--- MATERIAL PROVIDED ---
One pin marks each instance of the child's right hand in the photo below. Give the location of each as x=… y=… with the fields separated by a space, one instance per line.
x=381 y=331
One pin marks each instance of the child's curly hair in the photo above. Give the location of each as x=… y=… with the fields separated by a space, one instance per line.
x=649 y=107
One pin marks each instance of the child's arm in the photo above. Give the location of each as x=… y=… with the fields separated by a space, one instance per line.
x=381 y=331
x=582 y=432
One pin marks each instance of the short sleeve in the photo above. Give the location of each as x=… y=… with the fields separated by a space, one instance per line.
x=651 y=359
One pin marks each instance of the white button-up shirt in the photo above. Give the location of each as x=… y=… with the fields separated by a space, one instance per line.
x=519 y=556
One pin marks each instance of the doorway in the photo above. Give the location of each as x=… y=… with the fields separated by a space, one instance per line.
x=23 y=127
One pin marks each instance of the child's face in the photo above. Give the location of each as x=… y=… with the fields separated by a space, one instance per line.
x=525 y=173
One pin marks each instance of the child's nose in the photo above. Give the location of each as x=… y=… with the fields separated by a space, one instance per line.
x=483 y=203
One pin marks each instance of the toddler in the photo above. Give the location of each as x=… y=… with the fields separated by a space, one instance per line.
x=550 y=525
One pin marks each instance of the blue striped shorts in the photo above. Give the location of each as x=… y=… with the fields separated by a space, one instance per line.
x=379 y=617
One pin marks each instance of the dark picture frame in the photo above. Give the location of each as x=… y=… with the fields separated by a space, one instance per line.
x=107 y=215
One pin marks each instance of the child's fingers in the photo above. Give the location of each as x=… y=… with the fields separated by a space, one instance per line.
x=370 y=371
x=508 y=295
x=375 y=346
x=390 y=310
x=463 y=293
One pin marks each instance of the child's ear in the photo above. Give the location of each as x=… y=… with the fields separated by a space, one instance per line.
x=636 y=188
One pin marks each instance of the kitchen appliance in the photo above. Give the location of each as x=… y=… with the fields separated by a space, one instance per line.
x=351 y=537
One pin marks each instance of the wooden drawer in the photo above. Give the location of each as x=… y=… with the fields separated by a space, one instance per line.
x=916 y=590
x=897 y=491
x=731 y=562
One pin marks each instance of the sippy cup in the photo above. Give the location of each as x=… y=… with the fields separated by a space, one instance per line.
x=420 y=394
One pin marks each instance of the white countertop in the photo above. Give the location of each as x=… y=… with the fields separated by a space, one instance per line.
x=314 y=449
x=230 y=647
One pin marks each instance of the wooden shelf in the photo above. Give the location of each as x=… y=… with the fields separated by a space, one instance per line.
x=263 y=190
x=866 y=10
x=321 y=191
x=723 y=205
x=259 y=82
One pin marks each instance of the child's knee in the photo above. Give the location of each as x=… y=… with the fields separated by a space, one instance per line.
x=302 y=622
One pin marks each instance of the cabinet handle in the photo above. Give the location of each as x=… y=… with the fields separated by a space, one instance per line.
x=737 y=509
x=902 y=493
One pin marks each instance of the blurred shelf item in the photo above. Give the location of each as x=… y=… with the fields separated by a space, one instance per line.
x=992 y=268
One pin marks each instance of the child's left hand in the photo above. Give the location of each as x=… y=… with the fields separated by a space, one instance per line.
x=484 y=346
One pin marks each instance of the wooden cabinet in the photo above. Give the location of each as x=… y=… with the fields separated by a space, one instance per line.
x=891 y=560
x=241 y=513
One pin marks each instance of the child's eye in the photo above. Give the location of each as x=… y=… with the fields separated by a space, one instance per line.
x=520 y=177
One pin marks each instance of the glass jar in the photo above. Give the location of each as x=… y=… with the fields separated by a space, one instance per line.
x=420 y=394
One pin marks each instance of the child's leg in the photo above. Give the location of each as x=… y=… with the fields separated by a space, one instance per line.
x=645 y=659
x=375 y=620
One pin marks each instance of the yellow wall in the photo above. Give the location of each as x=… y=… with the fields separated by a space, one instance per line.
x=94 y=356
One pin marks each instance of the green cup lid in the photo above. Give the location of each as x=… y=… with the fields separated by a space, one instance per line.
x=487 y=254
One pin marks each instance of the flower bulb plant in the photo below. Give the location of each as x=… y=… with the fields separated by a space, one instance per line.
---
> _WHAT IS REQUIRED_
Render the listing above as a Markdown table with the columns Row and Line, one row per line, numbered in order and leaving out blank lines.

> _RESPONSE TO THIS EXERCISE_
| Row | Line |
|---|---|
| 1 | One pin marks each instance of the child's right hand in the photo below. Give the location of each as x=… y=… with the fields separated by a space, one instance per line. |
| 2 | x=381 y=331 |
| 3 | One pin marks each instance of the child's curly hair in the photo above. Give the location of each as x=… y=… with the fields separated by a space, one instance per line. |
| 4 | x=649 y=107 |
| 5 | One pin marks each instance of the child's arm in the photo above. Give the location of each as x=… y=… with the fields separated by a space, one instance per line. |
| 6 | x=381 y=331 |
| 7 | x=582 y=432 |
| 8 | One pin marks each instance of the short sleeve in the photo above. Give the location of each as x=… y=… with the fields separated by a space, one instance per line. |
| 9 | x=651 y=359 |
| 10 | One pin marks each instance of the white button-up shirt in the photo above. Give the location of each as x=… y=… with the fields separated by a space, one instance per line. |
| 11 | x=519 y=556 |
| 12 | One pin marks each instance of the doorway in the photo above. Give the location of each as x=… y=… with the fields separated by a space, one instance per line. |
| 13 | x=23 y=127 |
| 14 | One pin marks each instance of the child's face in the photo above. Give the location of each as x=… y=… with the fields separated by a space, one instance per line. |
| 15 | x=525 y=173 |
| 16 | One pin marks each instance of the child's nose in the photo above. Give the location of each as x=… y=… with the fields separated by a space, one instance per line. |
| 17 | x=483 y=203 |
| 18 | One pin marks each instance of the toddler in the photo above. Give the location of each as x=… y=… with the fields separated by a space, one instance per line. |
| 19 | x=550 y=525 |
| 20 | One pin marks each instance of the blue striped shorts in the photo above. Give the location of each as x=… y=… with the fields separated by a space, one instance per line. |
| 21 | x=379 y=617 |
| 22 | One pin marks each instance of the dark picture frame in the photo above. Give the location of each as x=… y=… with the fields separated by a space, one instance per line. |
| 23 | x=107 y=215 |
| 24 | One pin marks each instance of the child's fingers in the photo above. Give the location of each as x=… y=… with the fields separated by a space, one instance per line. |
| 25 | x=370 y=371 |
| 26 | x=508 y=295 |
| 27 | x=375 y=346 |
| 28 | x=390 y=310 |
| 29 | x=463 y=293 |
| 30 | One pin marks each instance of the child's ear in the photo above. Give the location of each as x=… y=… with the fields separated by a space, one instance per line. |
| 31 | x=636 y=188 |
| 32 | One pin marks each instance of the kitchen appliance in the photo above. Give the location of each as x=… y=… with the fields separated by a space, one instance per line. |
| 33 | x=351 y=537 |
| 34 | One pin marks each instance of the wooden drawer in the photo above. Give the location of each as x=… y=… with the fields separated by a space, one instance per line. |
| 35 | x=916 y=590 |
| 36 | x=897 y=491 |
| 37 | x=731 y=562 |
| 38 | One pin marks each instance of the sippy cup in the photo above. Give the location of each as x=… y=… with the fields separated by a space, one instance per line. |
| 39 | x=420 y=394 |
| 40 | One pin marks each instance of the white countertop in the photo above. Give the location of each as x=… y=… with the fields separated by a space, one instance per line. |
| 41 | x=314 y=449 |
| 42 | x=230 y=647 |
| 43 | One pin marks each instance of the wooden shelf in the photo above. Give the location of each as x=… y=… with the fields separated by a space, one instance per line. |
| 44 | x=263 y=190 |
| 45 | x=866 y=10 |
| 46 | x=321 y=191 |
| 47 | x=723 y=205 |
| 48 | x=259 y=82 |
| 49 | One pin marks each instance of the child's knee in the photo above. Give the location of each as x=… y=… with the fields separated by a space, one instance per line. |
| 50 | x=302 y=622 |
| 51 | One pin marks each instance of the cabinet handle in the photo above. Give the location of each as x=… y=… with the fields separated by a space, one instance per line. |
| 52 | x=737 y=509 |
| 53 | x=902 y=493 |
| 54 | One pin marks each instance of the blurred shelf item in the photo above. Give the location of each as x=… y=… with the fields separated by a space, one instance per line. |
| 55 | x=992 y=268 |
| 56 | One pin marks each instance of the child's left hand in the photo above. Give the location of each as x=… y=… with the fields separated by a space, one instance per line. |
| 57 | x=484 y=346 |
| 58 | One pin marks each instance of the wooden cabinet in the photo above. Give the location of each as x=… y=… with the fields separated by a space, one instance per line. |
| 59 | x=891 y=560 |
| 60 | x=241 y=513 |
| 61 | One pin marks each instance of the child's eye in the photo above. Give the location of each as x=… y=… with the fields separated by a space, one instance per line. |
| 62 | x=520 y=177 |
| 63 | One pin marks each instance of the glass jar in the photo above. Give the location of each as x=… y=… with the fields separated by a space, one instance per line. |
| 64 | x=420 y=394 |
| 65 | One pin marks each instance of the child's leg in the photo above. Give the location of each as x=… y=… with the fields separated by a space, one instance per line. |
| 66 | x=645 y=659 |
| 67 | x=375 y=620 |
| 68 | One pin marks each instance of the yellow wall in the photo above. Give the location of each as x=… y=… with the fields separated by a space, one instance per line. |
| 69 | x=94 y=356 |
| 70 | One pin marks each instance of the green cup lid in the photo above. Give the location of each as x=… y=… with the fields separated by a space, one instance per line. |
| 71 | x=487 y=254 |
| 72 | One pin marks each instance of the flower bulb plant in the photo below. Give the location of each as x=… y=… with the fields separated by a space, one instance per line. |